### Задание 1
Укажите, какие два спектакля Дмитрий Черняков ставил в Цюрихе раньше, согласно тексту о спектакле «Средство Макропулоса».
### Задание 2
Продолжите текст о спектакле «Средство Макропулоса» с того места, на котором он заканчивается.

### Фрагмент документа
----
Остается последний спектакль – «Средство Макропулоса» Леоша Яначека в постановке Дмитрия Чернякова. Последний? The last but not the least, как говорится по-английски. Черняков уже ставил в Цюрихе – сначала «Енуфу» Яначека, потом «Пеллеаса и Мелизанду» Дебюсси. Это третий его цюрихский спектакль.
Конечно, Черняков переиначивает интригу, потому что всерьез принимать историю о трехсотлетней жизни некоей дивы он не собирается. Поэтому во время увертюры мы с увлечением готовимся к «мероприятию»: читаем выписки из истории болезни, в которых значится роковой (раковый) диагноз с неизбежным летальным концом через пару месяцев. А потом на наших глазах несчастная дама пишет в своем дневнике, что ей надо жить как хочется, купить себе одно/два/три платья, нанять актеров. На эту последнюю строчку про сыгранную реальность мы должны обратить внимание, потому что на ней и основана целиком и полностью сценическая история.
Да, мы увидим все, что сочинено в либретто по пьесе Карела Чапека, «в натуральную величину», но только свою повесть наша дама Эмилия Марти (может быть, ее вообще не так зовут в жизни?) разыгрывает для себя с пришлыми актерами, причем периодически как раз она прилично переигрывает. Мы это замечаем и принимаем к сведению, иногда даже ухмыляемся. Во втором акте нам приоткроют карты – справа и слева как будто откроются виды за кулисы, где актеры ждут своих выходов.
----
### Собранные данные

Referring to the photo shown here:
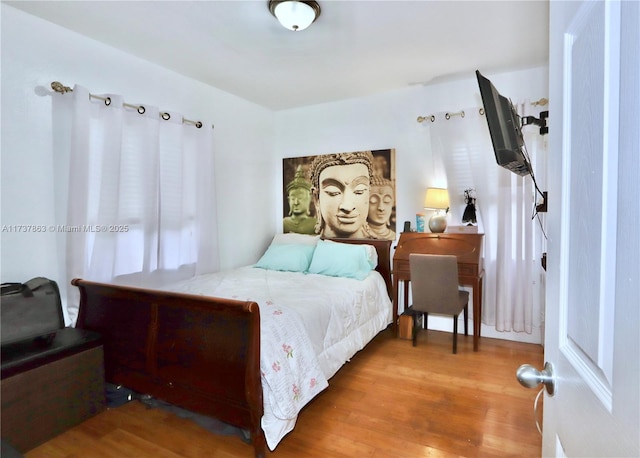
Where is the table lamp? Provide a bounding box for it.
[424,188,449,233]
----
### Поле ответа 1
«Енуфу» Яначека и «Пеллеаса и Мелизанду» Дебюсси.

### Поле ответа 2
Должен тут добавить, что певческий и актерский состав в спектакле безупречен, по существу его можно назвать фестивальным. По словам оперного директора Михаила Фихтенгольца, продукцию репетировали летом, в пустом театре, чтобы требовательному Чернякову ничто и никто не мешал. И это чувствуется. Каждый певец полностью погружен в роль, независимо от того, что он ее по действию играет как нанятый. Поют певцы стильно и внятно, все без исключения. Как будто музыка Яначека является нам почти в преувеличенном виде (дирижер Якуб Хруша). Но ее пряная напряженность, прихотливая вязкость, внезапные «взбрыки» так органично выведены наружу, что довольно долгое действие (спектакль идет без антрактов) проскакивает, как короткая байка.
Из певцов выделю Спенсера Ланга – затурканного, полуаутичного Янека, к которому прикипаешь душой. Томас Томассон играет своего адвоката Коленатого с большим размахом, оперируя широким набором жестов, внешних и внутренних.
Единственная проблема – главная героиня. Эвелин Херлициус – знаменитая, прославленная певица, она входит в пятерку главных драмсопрано Германии. Поет она свою партию безупречно, красиво, емко, выразительно. Но в ней нет – харизмы, того самого, ради чего выходят в этой роли певицы. Мы в результате думаем, что та, которой суждено вот-вот умереть, примеряет платье «дивы» напрасно. Оно ей как будто не по плечу.
Конец спектакля у Чернякова по-черняковски шикарен. Потому что стены зала, в котором все до сих пор происходило, разъезжаются, и мы видим телесъемки реалити-шоу с не менее чем двумястами зрителями на трибунах. Неожиданность увиденного выбивает нас из колеи. Несчастная Эмилия умирает у нас на глазах, а мы все еще в шоке от театрального фокуса.
Рассказанная Черняковым история убеждает до самого основания. Все вытканное на сцене является естественным, как событие, в котором мы лично участвовали. Таковы лучшие спектакли этого режиссера, в которых человеческое послание спрятано внутрь твердой рукой непублицистичного мастера.